[Position identification records]
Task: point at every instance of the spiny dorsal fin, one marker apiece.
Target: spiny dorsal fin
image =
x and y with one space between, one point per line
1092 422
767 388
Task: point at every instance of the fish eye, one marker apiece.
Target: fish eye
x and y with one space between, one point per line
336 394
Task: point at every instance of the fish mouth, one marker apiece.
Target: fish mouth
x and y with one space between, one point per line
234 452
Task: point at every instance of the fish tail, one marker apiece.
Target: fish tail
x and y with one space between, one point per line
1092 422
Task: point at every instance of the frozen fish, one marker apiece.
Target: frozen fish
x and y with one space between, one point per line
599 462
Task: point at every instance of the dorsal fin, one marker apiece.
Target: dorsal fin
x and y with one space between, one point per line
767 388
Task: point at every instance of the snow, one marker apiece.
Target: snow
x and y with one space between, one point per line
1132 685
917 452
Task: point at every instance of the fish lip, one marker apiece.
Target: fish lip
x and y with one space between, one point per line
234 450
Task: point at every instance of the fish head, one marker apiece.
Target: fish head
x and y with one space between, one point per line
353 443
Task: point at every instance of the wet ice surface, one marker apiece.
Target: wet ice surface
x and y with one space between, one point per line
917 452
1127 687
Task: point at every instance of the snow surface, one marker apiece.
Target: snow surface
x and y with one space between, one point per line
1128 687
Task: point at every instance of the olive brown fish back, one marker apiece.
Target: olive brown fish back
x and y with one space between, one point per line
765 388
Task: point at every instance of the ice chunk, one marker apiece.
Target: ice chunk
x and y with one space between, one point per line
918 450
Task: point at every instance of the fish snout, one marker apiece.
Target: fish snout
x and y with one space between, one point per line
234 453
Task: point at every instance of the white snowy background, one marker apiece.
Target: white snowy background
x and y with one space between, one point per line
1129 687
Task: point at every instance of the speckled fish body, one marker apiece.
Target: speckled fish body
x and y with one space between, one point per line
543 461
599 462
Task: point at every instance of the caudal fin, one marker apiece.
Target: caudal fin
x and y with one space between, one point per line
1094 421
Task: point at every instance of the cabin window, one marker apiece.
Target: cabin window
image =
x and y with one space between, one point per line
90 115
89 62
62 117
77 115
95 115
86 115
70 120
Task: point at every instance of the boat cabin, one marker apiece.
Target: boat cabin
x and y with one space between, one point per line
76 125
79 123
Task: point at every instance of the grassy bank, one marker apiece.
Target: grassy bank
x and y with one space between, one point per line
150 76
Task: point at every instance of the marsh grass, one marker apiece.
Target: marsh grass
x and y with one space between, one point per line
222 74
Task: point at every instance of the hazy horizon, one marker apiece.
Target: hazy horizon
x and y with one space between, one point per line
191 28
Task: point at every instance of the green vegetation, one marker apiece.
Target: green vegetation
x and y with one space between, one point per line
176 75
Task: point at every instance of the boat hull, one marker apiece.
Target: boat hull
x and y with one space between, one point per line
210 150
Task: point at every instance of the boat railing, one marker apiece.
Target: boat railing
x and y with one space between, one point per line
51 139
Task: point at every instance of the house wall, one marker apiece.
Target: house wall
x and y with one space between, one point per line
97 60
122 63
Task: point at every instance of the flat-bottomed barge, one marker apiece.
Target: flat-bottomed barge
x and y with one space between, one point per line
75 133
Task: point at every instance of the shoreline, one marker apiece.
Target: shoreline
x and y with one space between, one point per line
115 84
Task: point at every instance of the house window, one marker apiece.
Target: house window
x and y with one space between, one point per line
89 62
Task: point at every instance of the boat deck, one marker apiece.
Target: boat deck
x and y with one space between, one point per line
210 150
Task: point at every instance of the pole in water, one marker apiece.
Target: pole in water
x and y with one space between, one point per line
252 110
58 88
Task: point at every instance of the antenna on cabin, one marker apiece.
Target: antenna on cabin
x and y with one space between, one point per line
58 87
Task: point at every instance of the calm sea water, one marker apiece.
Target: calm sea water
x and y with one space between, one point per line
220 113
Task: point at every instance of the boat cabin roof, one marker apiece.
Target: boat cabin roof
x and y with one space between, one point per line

■ **Aim of the exercise**:
Can you copy all of the records above word for word, leaving every line exactly as it appears?

■ **Full solution**:
Task: point at every instance of the spiny dorsal fin, one marker apiece.
Target: spiny dorsal fin
image =
x and y with one space between, one point per line
1092 422
767 388
Task: point at every instance of the fish eye, one marker apiece.
Target: fish eye
x and y with one space between, one point per line
336 394
Task: point at every instance of the fish mouth, one marker apiece.
Target: fish mouth
x and y with one space between, one point per line
234 452
Task: point at every instance of the fish tail, one marker apiece.
Target: fish tail
x and y with one space between, one point per line
1092 422
Task: point at every instance of the frozen fish, one marker apiece.
Target: frozen fish
x and y with one space between, one point per line
599 462
Task: point at every instance of the dorsal fin, one marker apiece.
Target: dorsal fin
x and y with one space between, one point per line
767 388
Task: point at every instance of the snow, one marker apiece.
Target: snow
x and y with one space between, one point per line
1132 685
917 452
Task: point at every instance of the fish lip, one marker apiece.
Target: fish lip
x and y with one space between, one point per line
234 450
Task: point at every instance of the fish head, one marker apiece.
Target: fish head
x and y with one space between, one point per line
353 443
Task: point at every instance of the wet ice surface, one marker apiece.
Target: wet ice surface
x and y with one space between, one point per line
917 452
1127 687
Task: point at every instance of the snow surface, one marker apiece.
Target: snow surface
x and y with one space between, one point per line
1128 687
Task: point at every instance of the olive brown fish back, one marker apiece.
Target: olive brown fish back
x and y with one space between, one point per line
765 388
Task: point at every instance of the ice chunk, one marker apiece.
Target: ice chunk
x and y with one space between, one point per line
918 450
Task: point at every instance of the fish snout, one marker apiece.
Target: fish snout
x and y with one space between, one point per line
234 453
Task: point at every instance of the white snowy background, one marker apiece.
Target: white snowy background
x and y with one space between, one point per line
1129 687
Task: point at every instance of the speckled fish body, one marker apiece.
Target: speckled fish body
x and y with one space between, one point per line
543 461
599 462
Task: point at every instance of the caudal fin, one marker apiece.
Target: caudal fin
x and y with one space between, one point per line
1094 421
Task: point at every instance of the cabin window, one marker apiece.
Target: cabin window
image =
x and y with one space between, one point per line
90 115
89 62
62 117
77 115
95 115
86 115
70 120
Task: point at every instance of the boat cabin, one marker apiece.
Target: boat cabin
x and y with one space between, one point per line
76 125
79 123
Task: point at every instance of the grassy bank, one marker apiece.
Target: grassy bank
x and y with one space between, one point per line
150 76
Task: point at every instance of the marsh grass, one marker apiece.
Target: marsh grass
x and y with one space between, one point per line
222 74
Task: point at every instance of the hazy horizon, one marker apiece.
Target: hazy horizon
x and y with one space between, one point per line
191 28
Task: point at every instance of the green vegetation, one marker apiece.
Target: green vegetation
x and y with one space between, one point per line
176 75
Task: point at every instance of the boat hull, one marker apiece.
Target: boat hull
x and y with one space between, one point per line
210 150
Task: point at every instance of the boat railing, one marker apiece.
Target: boat railing
x and y with one space between, one point per line
51 139
Task: point at every instance of the house wall, one marker apiece.
Target: house wall
x and y with one space between, one point per line
97 60
122 63
Task: point at every instance of the flat-bottomed barge, one marker apiece.
Target: flat-bottomed barge
x and y with one space between, one point per line
75 133
Task: point at every instance of the shoreline, one marker apiece.
Target: shoreline
x and y with one space between, one point per line
115 84
Task: point at every instance of the house window, one marker apiece.
Target: house window
x and y with one space between, one point per line
89 62
Task: point at every instance of the boat deck, one marker apiece.
Target: boat deck
x and y with one space between, one point per line
210 150
Task: point at every instance of the pole in water, one marker apiece.
Target: pole in water
x and y with one space between, one point per line
252 110
58 88
Task: point at every instance of the antenna on cabin, one marker apiece.
Target: antenna on cabin
x and y with one space between, one point per line
58 87
Task: point at every instance of the calm sea water, one marker apiece.
Target: calm sea water
x and y with one space between, one point per line
220 113
Task: point at every instance of the boat cabin roof, one marker apiece.
Target: boat cabin roof
x and y with one space between, one point per line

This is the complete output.